Named-object pointing records:
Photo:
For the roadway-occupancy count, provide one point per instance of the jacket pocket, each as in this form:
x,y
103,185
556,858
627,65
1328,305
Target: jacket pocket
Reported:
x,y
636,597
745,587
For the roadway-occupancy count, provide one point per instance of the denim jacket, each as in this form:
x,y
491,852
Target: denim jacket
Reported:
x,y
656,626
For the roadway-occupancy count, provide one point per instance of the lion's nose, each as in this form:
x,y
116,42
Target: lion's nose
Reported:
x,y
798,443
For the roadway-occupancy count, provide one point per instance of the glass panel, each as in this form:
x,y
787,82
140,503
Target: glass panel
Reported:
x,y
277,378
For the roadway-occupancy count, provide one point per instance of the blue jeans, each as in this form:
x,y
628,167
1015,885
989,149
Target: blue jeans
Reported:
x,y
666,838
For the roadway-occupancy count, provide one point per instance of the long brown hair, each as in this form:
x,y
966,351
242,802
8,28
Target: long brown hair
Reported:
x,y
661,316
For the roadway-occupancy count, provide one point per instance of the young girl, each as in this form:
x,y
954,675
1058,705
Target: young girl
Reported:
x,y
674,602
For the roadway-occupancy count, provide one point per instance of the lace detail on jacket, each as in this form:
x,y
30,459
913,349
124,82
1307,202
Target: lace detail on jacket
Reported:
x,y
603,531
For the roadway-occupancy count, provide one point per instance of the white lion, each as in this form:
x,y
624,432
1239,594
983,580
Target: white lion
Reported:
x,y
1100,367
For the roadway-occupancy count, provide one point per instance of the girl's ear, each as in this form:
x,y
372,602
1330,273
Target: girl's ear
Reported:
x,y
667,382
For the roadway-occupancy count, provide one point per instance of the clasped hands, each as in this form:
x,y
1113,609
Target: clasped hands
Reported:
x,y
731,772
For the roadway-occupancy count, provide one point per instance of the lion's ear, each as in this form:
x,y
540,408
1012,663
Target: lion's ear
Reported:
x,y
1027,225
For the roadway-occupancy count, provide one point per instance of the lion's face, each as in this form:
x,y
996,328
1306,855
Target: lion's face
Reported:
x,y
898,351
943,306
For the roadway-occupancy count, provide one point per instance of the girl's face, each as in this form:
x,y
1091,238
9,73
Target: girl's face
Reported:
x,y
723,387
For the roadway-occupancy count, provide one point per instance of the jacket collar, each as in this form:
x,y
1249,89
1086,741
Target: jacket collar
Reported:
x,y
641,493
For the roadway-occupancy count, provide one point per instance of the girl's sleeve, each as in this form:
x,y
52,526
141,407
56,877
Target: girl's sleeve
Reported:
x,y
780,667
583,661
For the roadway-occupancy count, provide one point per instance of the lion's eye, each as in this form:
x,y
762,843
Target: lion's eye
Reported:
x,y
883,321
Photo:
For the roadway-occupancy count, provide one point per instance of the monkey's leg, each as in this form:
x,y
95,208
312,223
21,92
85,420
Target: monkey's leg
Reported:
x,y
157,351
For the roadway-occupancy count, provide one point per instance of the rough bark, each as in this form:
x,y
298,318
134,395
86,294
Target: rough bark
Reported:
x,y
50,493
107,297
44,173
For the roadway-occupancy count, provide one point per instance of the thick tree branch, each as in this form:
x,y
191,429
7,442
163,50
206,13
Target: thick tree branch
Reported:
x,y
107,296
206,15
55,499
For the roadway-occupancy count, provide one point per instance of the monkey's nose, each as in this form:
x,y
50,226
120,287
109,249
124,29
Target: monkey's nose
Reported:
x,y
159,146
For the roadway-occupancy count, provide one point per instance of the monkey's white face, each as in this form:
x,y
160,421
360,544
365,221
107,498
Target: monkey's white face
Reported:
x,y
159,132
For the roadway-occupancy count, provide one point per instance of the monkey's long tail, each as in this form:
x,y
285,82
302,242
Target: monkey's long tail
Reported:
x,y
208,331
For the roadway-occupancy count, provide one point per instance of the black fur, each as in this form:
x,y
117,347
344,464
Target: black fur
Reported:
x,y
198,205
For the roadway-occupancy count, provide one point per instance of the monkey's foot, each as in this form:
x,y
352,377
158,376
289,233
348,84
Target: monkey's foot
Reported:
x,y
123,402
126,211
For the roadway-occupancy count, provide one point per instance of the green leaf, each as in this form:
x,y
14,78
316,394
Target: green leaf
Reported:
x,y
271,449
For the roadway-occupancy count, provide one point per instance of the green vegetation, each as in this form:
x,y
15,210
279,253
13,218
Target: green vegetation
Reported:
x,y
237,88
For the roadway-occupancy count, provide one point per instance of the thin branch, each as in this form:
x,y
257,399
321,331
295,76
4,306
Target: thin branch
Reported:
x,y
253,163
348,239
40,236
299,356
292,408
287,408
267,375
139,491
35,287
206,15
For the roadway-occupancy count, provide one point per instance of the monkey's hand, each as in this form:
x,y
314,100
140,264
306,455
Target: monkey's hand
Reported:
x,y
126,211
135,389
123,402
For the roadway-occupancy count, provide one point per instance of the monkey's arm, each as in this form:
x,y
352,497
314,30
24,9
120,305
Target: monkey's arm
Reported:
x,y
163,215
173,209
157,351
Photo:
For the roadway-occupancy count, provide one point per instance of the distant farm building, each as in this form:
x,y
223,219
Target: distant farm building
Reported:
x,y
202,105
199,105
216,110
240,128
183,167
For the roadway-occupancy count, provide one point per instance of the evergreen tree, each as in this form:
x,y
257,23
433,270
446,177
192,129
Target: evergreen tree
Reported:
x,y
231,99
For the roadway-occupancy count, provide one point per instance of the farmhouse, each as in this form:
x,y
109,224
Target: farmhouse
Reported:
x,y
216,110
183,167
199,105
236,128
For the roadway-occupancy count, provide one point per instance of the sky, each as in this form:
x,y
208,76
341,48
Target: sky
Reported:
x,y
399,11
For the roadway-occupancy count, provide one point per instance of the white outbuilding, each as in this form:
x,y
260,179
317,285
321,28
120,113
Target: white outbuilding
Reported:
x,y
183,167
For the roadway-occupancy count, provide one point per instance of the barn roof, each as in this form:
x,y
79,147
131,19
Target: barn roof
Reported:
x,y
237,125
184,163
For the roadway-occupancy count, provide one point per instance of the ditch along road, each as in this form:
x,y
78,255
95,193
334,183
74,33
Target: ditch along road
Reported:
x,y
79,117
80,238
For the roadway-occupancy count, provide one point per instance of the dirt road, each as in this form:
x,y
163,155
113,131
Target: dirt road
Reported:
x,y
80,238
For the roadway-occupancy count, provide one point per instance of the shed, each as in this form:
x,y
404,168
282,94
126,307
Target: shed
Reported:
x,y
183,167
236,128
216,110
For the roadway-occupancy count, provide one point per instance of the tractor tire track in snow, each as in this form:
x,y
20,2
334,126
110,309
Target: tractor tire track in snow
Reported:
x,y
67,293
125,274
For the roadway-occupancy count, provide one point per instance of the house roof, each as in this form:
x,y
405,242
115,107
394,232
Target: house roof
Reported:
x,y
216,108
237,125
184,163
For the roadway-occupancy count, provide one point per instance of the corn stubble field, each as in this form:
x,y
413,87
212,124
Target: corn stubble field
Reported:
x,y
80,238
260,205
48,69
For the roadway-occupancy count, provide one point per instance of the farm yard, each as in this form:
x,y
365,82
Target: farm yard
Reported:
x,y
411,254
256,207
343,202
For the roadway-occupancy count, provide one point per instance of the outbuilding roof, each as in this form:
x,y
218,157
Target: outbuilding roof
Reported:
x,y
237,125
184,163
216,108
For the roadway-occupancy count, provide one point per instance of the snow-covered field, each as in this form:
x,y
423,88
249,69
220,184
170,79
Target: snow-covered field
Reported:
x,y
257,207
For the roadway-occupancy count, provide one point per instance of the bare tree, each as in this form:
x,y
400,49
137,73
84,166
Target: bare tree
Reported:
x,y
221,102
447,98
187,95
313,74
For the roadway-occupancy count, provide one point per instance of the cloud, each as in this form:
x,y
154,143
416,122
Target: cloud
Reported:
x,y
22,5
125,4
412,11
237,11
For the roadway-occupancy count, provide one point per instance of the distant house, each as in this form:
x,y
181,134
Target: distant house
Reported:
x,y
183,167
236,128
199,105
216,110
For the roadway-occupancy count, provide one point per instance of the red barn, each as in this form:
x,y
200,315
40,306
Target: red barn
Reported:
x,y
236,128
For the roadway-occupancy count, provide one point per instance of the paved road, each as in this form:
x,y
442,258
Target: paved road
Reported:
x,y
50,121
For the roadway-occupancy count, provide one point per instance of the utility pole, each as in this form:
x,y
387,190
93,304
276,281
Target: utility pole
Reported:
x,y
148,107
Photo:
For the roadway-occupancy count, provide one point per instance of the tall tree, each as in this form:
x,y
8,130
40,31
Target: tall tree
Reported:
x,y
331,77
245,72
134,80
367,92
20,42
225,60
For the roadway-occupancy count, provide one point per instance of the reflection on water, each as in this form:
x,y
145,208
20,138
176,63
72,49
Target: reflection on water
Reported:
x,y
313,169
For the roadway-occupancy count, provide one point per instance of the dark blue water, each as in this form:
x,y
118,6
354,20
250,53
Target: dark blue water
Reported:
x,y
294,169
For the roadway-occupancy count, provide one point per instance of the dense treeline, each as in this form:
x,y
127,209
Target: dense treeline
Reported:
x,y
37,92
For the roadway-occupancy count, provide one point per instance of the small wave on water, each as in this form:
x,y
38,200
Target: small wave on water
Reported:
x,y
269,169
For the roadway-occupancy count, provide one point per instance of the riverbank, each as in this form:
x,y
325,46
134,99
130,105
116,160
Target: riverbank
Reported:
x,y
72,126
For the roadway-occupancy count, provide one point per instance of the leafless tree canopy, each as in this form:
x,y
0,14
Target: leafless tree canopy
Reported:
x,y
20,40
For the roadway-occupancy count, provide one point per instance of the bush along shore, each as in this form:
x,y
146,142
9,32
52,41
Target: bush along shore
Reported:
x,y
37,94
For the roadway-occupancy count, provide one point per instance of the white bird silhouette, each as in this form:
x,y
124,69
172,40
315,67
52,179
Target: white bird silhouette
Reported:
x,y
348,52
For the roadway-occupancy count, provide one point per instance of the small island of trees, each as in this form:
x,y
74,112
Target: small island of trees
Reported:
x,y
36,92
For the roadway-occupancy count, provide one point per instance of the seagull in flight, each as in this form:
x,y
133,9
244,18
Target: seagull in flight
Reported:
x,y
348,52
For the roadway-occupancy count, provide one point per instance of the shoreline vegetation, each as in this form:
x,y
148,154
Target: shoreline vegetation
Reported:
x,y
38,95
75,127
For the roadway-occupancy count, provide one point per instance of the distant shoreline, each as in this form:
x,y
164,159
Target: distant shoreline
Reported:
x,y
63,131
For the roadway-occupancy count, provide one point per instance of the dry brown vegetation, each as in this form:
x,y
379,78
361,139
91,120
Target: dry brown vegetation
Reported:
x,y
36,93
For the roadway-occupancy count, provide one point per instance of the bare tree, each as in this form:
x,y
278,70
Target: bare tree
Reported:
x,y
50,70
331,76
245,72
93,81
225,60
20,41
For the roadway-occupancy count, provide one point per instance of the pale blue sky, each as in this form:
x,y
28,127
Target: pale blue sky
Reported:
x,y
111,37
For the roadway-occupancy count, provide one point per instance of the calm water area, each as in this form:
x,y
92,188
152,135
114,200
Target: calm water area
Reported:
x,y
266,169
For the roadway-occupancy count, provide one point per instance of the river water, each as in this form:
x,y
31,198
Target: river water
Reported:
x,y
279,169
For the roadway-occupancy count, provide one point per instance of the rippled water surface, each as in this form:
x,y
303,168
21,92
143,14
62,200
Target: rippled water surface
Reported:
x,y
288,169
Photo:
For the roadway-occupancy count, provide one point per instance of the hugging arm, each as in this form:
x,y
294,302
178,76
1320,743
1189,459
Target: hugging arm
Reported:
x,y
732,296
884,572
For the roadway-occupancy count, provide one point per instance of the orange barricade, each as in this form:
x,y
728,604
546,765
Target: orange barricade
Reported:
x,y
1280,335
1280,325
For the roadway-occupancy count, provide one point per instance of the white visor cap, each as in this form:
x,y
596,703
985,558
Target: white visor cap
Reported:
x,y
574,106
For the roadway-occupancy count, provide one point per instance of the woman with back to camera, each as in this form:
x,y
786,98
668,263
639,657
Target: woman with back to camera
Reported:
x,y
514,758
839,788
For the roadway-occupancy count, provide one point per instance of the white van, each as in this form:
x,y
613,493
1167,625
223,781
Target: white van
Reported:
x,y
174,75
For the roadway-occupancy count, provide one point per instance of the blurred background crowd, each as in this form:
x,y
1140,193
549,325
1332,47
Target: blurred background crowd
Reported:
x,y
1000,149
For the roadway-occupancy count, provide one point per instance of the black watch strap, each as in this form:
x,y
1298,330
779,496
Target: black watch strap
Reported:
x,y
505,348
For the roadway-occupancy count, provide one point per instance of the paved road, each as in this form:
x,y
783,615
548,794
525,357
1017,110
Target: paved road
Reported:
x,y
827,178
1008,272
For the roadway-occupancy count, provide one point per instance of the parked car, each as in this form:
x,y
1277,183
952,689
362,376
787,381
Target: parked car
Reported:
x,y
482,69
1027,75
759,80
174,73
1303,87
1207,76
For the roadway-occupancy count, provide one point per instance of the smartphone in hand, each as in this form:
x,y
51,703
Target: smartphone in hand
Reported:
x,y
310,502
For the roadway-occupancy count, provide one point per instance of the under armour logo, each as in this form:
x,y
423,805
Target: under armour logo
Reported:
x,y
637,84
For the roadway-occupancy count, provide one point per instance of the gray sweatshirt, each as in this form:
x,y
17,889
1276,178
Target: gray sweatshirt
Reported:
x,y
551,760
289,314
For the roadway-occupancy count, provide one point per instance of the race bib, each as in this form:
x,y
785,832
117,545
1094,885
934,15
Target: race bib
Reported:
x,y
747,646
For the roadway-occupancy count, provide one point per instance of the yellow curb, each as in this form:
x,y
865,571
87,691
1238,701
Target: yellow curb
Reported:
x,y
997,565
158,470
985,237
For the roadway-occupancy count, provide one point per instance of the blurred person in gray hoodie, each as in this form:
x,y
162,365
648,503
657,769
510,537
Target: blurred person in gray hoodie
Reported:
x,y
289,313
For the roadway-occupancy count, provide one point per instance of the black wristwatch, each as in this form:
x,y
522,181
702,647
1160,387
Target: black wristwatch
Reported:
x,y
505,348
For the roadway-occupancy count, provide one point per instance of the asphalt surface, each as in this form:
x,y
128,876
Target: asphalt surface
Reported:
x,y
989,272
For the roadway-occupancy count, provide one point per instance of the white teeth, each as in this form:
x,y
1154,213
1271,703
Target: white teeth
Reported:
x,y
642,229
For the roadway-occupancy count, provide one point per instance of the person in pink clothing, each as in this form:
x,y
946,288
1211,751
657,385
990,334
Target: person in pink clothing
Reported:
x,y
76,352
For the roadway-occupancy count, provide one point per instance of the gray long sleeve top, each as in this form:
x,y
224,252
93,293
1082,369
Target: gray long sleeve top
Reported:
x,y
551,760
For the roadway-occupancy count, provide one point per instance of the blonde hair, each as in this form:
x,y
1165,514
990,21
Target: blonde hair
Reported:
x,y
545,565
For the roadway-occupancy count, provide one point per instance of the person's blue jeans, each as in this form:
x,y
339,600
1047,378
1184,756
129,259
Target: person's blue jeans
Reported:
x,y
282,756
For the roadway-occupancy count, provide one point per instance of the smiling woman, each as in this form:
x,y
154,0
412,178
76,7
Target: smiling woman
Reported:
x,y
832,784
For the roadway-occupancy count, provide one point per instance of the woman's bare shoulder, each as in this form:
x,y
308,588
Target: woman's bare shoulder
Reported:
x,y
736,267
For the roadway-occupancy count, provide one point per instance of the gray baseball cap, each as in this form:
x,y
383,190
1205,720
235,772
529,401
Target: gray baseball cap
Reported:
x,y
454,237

Requirements
Quote, word for word, every line starting at the one that contains "the gray long" and ending with the final line of the entries.

Written solution
For the roadway-occupancy count, provide one point per instance of the gray long sleeve top, each as in this form:
x,y
224,252
93,293
1082,369
Target: gray long sleeve top
Reported:
x,y
551,760
For the roadway-occupancy count, provide one point per instance of the blonde hair, each as in this form:
x,y
1165,514
990,21
Target: blonde hair
Reported:
x,y
545,565
For the roadway-occupancy count, provide one point per instance of the person's blue jeans, each as in this form:
x,y
339,600
1047,378
1184,756
129,259
Target: person's blue jeans
Reported:
x,y
282,756
For the roadway-occupancy count, provide one point per instance of the smiling woman, each as in this form:
x,y
154,0
412,178
76,7
Target: smiling woman
Reported:
x,y
832,784
For the roadway-occupancy count, provide one point per instance of the woman's bare shoulder, each as in this form:
x,y
308,588
Target: woman's bare shoulder
Reported:
x,y
736,267
For the roadway-occupancy count, provide one point per instance of the gray baseball cap, each as in this form:
x,y
383,190
1205,720
235,772
529,401
Target: gray baseball cap
Reported:
x,y
454,237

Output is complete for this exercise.